Direction artistique : Saburo Teshigawara

 

 

 On donnerait ici facilement à Saburo Teshigawara la palme du danseur le plus vif de l'histoire, en souvenir de certaines de ses performances à la Maison des Arts de Créteil. Sa vitesse d'exécution, l'énergie folle déployée dans ses solos ont longtemps sidéré. C'est ainsi qu'assister à "SHE", dansée par Rihoko Sato, prend une valeur particulière.

 

 Intégrée à la compagnie Karas depuis 1996, Rihoko Sato est à même de prendre pied dans l'univers si exigeant physiquement de Saburo Teshigawara. Pourtant, "SHE" ne plonge pas immédiatement le spectateur dans le mouvement inaltérable de la danse, puisque la pièce commence par une vidéo projetée au fond de la salle. On y voit Rihoko Sato dans des paysages extérieurs, perchée sur des rochers, la nuit. Rien de contemplatif, là dedans, puisque la suite de la projection la montre gambadant sur une colline. Mélange d'ivresse liée à la plénitude d'accomplissement dansé d'un corps dans l'espace, et d'un sentiment de débordement qui transforme le saut en danse, les spirales en perte de contrôle.

 

 Et quand Rihoko Sato apparaît sur scène, lentement, son image sur l'écran s'évanouit au loin. L'affirmation de la présence corporelle va pouvoir commencer. Danseuse au physique assez frêle, Rihoko Sato déploie sur scène ces motifs si particuliers à l'univers chorégraphique de Teshigawara où la rapidité d'exécution (des jambes et des pieds, des bras) fait alterner maîtrise technique impressionnante et sensation de perte de cette maîtrise (la tête prise dans des mouvements comme destinés à assouplir cette énergie). On dirait qu'en même temps que la vitesse prend le pas sur tout, une dérégulation du corps en assure la part d'immaîtrisable.

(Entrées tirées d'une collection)

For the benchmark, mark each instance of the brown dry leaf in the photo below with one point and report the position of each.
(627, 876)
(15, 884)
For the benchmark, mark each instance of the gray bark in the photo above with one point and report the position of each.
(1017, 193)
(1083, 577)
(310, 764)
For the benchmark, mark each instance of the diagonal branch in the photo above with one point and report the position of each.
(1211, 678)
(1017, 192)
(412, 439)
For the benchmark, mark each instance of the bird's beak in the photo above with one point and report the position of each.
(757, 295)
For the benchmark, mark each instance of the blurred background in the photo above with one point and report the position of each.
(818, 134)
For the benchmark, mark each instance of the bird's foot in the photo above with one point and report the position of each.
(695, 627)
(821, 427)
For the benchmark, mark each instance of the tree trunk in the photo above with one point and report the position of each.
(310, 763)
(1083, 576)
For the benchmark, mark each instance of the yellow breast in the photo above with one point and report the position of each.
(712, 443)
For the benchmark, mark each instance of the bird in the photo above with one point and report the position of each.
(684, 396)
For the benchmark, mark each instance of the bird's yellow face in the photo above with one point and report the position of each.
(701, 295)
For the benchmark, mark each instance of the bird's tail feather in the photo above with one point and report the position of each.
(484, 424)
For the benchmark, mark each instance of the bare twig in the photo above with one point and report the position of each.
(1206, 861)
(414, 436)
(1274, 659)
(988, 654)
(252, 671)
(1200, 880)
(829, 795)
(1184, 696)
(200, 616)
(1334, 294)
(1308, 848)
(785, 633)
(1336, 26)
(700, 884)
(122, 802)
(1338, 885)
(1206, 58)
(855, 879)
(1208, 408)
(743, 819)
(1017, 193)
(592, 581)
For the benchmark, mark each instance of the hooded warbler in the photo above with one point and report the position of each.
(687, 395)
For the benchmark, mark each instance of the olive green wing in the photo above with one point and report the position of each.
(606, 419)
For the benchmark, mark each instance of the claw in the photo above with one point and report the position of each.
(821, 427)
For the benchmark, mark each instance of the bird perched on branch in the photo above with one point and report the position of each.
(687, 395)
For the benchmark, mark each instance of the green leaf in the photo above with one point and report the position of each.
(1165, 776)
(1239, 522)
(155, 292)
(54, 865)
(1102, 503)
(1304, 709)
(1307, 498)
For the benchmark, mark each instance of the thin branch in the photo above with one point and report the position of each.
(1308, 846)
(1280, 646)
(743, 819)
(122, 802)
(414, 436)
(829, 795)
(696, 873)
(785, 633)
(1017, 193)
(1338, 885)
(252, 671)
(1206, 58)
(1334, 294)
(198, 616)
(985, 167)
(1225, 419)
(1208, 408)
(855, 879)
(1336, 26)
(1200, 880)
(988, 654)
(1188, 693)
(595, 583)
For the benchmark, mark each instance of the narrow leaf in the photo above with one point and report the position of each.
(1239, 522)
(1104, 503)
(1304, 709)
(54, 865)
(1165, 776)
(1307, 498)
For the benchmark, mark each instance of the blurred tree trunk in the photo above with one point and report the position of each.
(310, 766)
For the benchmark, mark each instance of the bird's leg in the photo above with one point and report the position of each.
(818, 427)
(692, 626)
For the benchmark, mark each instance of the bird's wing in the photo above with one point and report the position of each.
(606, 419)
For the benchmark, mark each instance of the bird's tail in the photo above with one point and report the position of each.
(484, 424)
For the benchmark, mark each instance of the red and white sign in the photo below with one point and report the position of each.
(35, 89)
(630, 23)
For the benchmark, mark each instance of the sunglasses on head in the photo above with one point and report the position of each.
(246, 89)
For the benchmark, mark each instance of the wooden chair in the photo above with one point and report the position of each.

> _Objectif_
D'après l'extrait sur « SHE », répondez brièvement :
(a) Depuis quelle année Rihoko Sato fait-elle partie de la compagnie Karas ?
(b) Par quoi la pièce commence-t-elle ?
(c) Que devient l'image de Rihoko Sato à l'écran quand elle apparaît sur scène ?
La liste n'est pas utile ici.

> _Réponse rédigée_
(a) Depuis 1996.
(b) Par une vidéo projetée au fond de la salle.
(c) Elle s'évanouit au loin.